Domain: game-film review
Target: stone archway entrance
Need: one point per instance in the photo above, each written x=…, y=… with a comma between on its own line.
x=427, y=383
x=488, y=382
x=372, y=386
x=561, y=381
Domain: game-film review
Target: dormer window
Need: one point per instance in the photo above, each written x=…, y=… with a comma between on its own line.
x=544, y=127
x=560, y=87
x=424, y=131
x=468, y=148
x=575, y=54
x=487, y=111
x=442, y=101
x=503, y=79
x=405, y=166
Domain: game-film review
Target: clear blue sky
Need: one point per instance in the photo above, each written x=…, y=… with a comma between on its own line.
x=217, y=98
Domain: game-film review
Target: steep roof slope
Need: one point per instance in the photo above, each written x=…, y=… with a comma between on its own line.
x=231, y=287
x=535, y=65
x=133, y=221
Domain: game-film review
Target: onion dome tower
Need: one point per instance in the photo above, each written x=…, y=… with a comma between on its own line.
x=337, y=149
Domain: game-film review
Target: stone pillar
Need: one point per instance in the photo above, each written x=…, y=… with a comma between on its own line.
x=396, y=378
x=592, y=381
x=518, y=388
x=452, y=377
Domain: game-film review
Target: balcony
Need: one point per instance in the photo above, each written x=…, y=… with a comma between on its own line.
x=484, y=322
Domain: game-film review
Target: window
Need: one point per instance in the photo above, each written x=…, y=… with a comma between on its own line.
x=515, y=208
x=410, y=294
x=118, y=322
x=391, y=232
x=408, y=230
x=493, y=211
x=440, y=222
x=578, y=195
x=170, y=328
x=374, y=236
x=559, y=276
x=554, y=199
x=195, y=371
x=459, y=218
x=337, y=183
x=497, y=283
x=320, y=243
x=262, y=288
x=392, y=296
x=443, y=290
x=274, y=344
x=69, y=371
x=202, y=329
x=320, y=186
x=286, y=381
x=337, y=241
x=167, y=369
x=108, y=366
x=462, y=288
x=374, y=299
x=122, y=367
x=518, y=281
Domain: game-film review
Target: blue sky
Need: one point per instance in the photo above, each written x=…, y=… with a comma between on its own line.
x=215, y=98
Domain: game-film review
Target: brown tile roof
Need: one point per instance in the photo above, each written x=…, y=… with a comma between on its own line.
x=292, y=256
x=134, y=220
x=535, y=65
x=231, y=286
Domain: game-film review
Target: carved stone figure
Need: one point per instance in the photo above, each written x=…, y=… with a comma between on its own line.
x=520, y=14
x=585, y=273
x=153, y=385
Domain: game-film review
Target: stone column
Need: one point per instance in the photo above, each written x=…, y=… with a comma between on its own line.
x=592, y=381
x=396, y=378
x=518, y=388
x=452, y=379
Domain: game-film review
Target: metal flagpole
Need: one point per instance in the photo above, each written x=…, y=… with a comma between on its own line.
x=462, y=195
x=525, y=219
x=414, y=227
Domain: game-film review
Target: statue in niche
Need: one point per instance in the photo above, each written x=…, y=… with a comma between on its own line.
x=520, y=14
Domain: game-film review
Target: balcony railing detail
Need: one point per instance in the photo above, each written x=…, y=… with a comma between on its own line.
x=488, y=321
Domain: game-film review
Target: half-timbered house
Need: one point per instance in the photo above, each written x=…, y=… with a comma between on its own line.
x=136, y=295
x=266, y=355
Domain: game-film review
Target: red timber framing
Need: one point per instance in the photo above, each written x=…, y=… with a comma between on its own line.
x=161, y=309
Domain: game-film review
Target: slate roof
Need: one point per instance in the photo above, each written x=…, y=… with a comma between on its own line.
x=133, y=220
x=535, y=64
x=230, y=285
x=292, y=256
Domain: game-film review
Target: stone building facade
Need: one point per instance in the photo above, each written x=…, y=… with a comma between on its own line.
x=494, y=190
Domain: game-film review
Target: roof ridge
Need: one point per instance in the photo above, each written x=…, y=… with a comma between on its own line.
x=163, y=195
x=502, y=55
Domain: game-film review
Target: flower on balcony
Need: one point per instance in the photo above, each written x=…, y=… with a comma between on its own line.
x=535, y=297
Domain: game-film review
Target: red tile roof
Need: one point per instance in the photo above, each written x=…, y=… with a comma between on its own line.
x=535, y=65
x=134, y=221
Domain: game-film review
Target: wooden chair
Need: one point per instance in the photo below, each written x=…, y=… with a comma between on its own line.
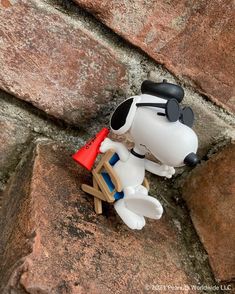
x=106, y=184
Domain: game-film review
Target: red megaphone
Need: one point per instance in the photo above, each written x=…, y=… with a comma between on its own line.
x=86, y=156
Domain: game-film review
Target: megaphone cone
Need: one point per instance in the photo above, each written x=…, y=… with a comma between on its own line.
x=86, y=156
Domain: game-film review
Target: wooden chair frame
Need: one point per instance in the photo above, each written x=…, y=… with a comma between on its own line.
x=100, y=189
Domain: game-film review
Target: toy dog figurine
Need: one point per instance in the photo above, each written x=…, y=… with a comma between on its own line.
x=157, y=125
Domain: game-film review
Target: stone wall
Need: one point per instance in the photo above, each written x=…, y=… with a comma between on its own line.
x=65, y=65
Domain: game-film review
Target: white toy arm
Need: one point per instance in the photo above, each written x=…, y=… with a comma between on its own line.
x=160, y=170
x=119, y=148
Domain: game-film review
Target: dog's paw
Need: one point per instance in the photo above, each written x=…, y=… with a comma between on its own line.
x=167, y=171
x=106, y=145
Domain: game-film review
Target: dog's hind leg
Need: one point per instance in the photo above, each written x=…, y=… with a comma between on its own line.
x=144, y=205
x=131, y=219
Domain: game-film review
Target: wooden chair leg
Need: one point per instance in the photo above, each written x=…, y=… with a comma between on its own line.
x=97, y=202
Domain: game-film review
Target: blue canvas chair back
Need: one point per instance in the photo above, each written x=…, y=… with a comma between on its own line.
x=106, y=177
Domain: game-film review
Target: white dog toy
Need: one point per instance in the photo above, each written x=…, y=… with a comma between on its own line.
x=157, y=125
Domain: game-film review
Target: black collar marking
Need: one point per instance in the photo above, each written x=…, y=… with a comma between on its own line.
x=137, y=154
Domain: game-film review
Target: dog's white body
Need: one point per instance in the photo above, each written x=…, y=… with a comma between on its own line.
x=169, y=142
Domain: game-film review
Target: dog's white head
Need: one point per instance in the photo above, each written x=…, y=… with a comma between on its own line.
x=158, y=125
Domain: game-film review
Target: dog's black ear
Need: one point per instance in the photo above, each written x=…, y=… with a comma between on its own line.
x=119, y=117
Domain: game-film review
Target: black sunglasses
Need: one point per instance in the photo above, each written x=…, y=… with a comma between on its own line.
x=174, y=111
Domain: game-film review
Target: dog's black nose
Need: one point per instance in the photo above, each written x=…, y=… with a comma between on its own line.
x=191, y=159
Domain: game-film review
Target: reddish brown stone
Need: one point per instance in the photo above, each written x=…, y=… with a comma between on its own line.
x=194, y=40
x=13, y=138
x=52, y=63
x=210, y=195
x=52, y=241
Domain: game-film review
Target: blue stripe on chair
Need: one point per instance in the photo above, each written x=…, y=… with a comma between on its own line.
x=114, y=159
x=106, y=177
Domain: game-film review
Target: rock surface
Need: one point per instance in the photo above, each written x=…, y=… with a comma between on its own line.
x=13, y=138
x=51, y=62
x=194, y=40
x=52, y=241
x=210, y=196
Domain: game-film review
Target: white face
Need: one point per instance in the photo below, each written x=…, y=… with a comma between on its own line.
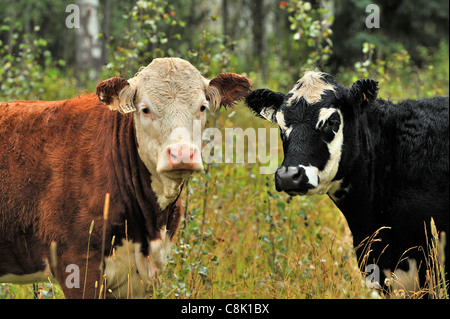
x=169, y=99
x=170, y=115
x=312, y=133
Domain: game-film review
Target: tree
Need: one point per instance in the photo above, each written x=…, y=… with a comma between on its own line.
x=88, y=45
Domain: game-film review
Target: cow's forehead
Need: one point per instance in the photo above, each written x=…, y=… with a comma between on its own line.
x=310, y=87
x=169, y=80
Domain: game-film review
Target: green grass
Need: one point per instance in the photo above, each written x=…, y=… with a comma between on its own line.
x=239, y=238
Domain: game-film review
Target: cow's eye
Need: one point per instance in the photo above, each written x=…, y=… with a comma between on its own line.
x=146, y=112
x=332, y=124
x=203, y=107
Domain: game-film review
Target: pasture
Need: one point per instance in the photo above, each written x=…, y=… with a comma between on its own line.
x=239, y=238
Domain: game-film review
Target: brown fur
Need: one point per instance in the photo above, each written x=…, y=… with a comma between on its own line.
x=232, y=87
x=57, y=162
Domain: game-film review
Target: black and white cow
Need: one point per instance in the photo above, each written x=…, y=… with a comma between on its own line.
x=384, y=164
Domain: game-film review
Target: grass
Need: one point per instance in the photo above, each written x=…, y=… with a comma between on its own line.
x=241, y=239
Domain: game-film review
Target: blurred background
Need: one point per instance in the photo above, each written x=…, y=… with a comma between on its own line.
x=50, y=49
x=238, y=237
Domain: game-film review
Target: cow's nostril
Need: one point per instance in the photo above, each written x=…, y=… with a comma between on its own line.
x=296, y=177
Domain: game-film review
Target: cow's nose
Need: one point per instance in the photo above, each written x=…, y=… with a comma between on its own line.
x=182, y=155
x=291, y=179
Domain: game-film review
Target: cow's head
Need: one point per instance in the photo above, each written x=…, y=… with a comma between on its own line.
x=169, y=99
x=311, y=120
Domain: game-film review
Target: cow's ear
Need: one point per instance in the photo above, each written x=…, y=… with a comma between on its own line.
x=117, y=93
x=226, y=89
x=363, y=90
x=264, y=103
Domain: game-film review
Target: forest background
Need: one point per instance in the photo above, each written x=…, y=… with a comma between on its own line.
x=238, y=238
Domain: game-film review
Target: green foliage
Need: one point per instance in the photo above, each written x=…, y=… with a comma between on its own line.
x=312, y=31
x=397, y=73
x=238, y=238
x=153, y=30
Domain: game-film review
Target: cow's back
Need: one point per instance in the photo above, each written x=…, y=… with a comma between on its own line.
x=46, y=154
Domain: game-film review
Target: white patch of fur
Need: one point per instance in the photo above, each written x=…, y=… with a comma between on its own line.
x=40, y=276
x=406, y=280
x=267, y=113
x=312, y=88
x=326, y=176
x=312, y=174
x=282, y=124
x=174, y=90
x=129, y=270
x=324, y=114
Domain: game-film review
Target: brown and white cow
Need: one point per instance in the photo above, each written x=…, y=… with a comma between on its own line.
x=59, y=159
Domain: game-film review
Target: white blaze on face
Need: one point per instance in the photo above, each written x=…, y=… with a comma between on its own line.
x=170, y=96
x=326, y=183
x=282, y=124
x=311, y=87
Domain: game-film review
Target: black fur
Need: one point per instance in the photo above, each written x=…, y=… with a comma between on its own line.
x=394, y=167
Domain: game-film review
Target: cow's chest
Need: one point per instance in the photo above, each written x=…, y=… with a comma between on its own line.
x=129, y=273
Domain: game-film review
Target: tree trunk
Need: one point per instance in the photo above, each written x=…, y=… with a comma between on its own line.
x=257, y=10
x=88, y=46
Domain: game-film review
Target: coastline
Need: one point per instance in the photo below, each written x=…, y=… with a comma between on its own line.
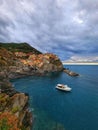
x=77, y=63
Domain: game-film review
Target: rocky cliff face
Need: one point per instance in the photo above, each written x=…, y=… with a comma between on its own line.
x=14, y=108
x=14, y=112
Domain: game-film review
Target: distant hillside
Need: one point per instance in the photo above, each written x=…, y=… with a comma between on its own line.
x=19, y=47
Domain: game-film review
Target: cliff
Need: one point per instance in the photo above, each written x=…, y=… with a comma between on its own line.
x=16, y=61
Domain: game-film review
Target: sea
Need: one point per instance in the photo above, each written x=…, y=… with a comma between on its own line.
x=56, y=110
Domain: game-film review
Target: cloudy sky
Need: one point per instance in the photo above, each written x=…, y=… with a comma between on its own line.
x=68, y=28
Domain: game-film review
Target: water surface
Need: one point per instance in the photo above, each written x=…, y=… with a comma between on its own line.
x=56, y=110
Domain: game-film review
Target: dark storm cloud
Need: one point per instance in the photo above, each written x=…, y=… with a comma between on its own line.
x=64, y=27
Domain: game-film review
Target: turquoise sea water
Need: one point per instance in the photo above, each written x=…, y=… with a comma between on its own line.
x=56, y=110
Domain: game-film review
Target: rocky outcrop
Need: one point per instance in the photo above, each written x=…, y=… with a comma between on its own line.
x=15, y=105
x=70, y=73
x=16, y=63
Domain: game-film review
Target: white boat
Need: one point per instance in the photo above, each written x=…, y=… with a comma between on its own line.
x=63, y=87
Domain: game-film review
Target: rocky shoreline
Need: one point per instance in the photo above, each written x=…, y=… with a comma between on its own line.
x=14, y=106
x=15, y=64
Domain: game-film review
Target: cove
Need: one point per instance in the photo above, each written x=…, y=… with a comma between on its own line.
x=56, y=110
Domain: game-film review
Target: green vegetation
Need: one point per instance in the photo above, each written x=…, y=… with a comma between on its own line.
x=4, y=125
x=19, y=47
x=15, y=109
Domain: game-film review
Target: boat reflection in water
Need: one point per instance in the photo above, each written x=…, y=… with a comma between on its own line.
x=63, y=87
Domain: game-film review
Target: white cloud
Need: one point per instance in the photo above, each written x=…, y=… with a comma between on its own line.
x=83, y=59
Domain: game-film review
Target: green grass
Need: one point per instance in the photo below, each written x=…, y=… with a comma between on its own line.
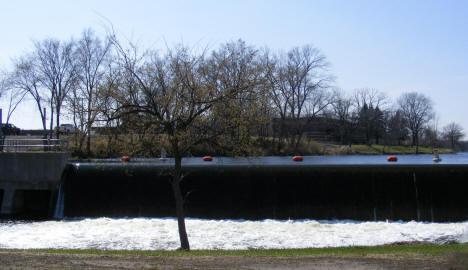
x=422, y=249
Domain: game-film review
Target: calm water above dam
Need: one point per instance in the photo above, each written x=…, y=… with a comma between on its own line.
x=458, y=158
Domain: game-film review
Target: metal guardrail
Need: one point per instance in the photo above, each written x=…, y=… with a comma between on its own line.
x=33, y=145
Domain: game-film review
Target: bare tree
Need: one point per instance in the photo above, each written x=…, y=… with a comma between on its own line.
x=417, y=111
x=239, y=68
x=345, y=116
x=175, y=94
x=57, y=72
x=25, y=78
x=453, y=132
x=298, y=84
x=90, y=55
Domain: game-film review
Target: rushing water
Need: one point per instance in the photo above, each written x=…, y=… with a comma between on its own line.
x=161, y=233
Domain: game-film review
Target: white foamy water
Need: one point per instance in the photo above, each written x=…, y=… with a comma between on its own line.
x=161, y=234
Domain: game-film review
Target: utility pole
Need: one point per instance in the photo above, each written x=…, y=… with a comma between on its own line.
x=1, y=131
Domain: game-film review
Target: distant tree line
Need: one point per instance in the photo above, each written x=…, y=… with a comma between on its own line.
x=233, y=99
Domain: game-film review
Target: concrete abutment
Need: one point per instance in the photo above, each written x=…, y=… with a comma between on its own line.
x=29, y=181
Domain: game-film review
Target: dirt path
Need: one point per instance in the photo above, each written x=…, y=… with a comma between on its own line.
x=29, y=260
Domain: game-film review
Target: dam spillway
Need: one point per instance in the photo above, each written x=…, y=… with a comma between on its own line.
x=368, y=188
━━━━━━━━━━━━━━━━
## WRITTEN INSTRUCTION:
Render the listing from its first line through the line containing "x=561, y=381", both ends included, as a Markdown table with the columns Row and Line. Number each row and skip any blank lines.

## THE OUTPUT:
| Row | Line |
|---|---|
| 1 | Domain: game-film review |
| 2 | Target: stone archway entrance |
| 3 | Need: one point per instance in the photo above, each written x=…, y=… with a comma between on its own line. |
| 4 | x=427, y=383 |
| 5 | x=488, y=382 |
| 6 | x=372, y=386 |
| 7 | x=561, y=381 |